# [Passage shown]

Relevant here is §6330(d)(1), which states that the Tax Court “shall have jurisdiction” to “review” an appeals officer’s “determination.” 26 U.S.C. §6330(d)(1). The Court concluded that “determination,” as used in that provision, refers simply to a “decision as to whether a levy may go forward.” That means that “if there is no longer a proposed levy, there is no adverse determination of which the taxpayer may seek review in the Tax Court.” In reaching that conclusion, the Court looked at §6330(c)(3). According to that subsection, an appeals officer must consider three criteria—the “input”—when making the decision regarding whether the proposed levy is justified—the “output.” That input-output relationship led the Court to conclude that “determination” refers to the ultimate decision of whether the proposed levy is justified, not to the considerations that go into making that decision.

The Court also looked at the overall statutory scheme and found it consistent with its interpretation. It explained that, for taxpayers disputing a tax liability, the “ordinary course” is to sue for a refund. Section 6330 provides another option for the taxpayer, but only when the IRS has proposed a levy to satisfy a tax liability. Section 6330’s title and contents reveal an “unwavering focus on levies.” Considering that statutory context, the Court reasoned, “it would be strange if a taxpayer could raise a §6330 appeal to resolve tax disputes that no longer have any connection to an ongoing levy.” Also, §6330 “does not authorize the Tax Court to order a refund or to issue a declaratory judgment that resolves disputes about tax liability.” Because the Court found that Zuch’s “dispute about [her] estimated tax payments was an input” consideration related to the overall levy decision, it was not a “determination” for purposes of §6330(d)(1). The Court noted that the Tax Court initially had authority to review the estimated-tax-payment dispute, but only as part of its review of the levy determination; that authority was gone once the proposed levy was gone.

# [Data extract]

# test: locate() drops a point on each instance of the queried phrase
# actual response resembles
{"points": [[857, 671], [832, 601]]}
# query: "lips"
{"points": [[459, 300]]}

# [Written request 1]
In the passage on the Tax Court's levy jurisdiction, what is the "ordinary course" for taxpayers disputing a tax liability?
# [Written request 2]
From the passage on the Tax Court's levy jurisdiction, list each part of Section 6330 (subsections, title, or body) that the Court is said to have looked at or relied on.

# [Full answer 1]
To sue for a refund.

# [Full answer 2]
- §6330(d)(1)
- §6330(c)(3)
- Section 6330's title
- Section 6330's contents